> _Stated goal_
According to the passage on multitasking research, how much weekly time did people spend on action video games over a year to show the heightened abilities seen in supertaskers?

That's what Daphne Bavelier, a professor in the Department of Brain and Cognitive Sciences at the University of Rochester, thinks might be occurring in the supertasker equivalents she has seen in her lab. Bavelier studies the effect of action-video-game playing on people's ability to split attention and multitask. In her work, she has found that people who devote five hours or more per week to such action games for a year show the same heightened performance abilities as Watson and Strayer's supertaskers.

Bavelier is now conducting further studies of these individuals to figure out why their multitasking abilities improved and whether the skill can be learned by other people. "Possibly, their allocation of resources is more flexible and more targeted to the type of information that is immediately relevant," she says. "They might be less distracted by irrelevant noise and therefore able to put more of their resources toward the task at hand."

Both Bavelier and the Utah scientists are interested in performing more long-term studies of young children, who, thanks to advances in technology, seem to be naturally more adept at multitasking — texting, talking, listening to music and doing their homework all at once — than previous generations. The researchers are especially eager to find out whether supertasking can be trained or learned, and to see if the average person can enhance his or her multitasking ability simply through practice.

Watson, for one, believes it's possible, especially in children whose everyday environment makes them increasingly proficient at splitting their attention among tasks. But for the time being, he's not urging people to train themselves by chatting on the phone while driving. "Most of us are in the 97.5% who will be impaired when we talk and drive," he says. Even if we think we aren't.

> _Dataset content_
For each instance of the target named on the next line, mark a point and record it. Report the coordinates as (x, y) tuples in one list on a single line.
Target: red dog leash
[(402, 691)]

> _Answer in full_
Five hours or more per week.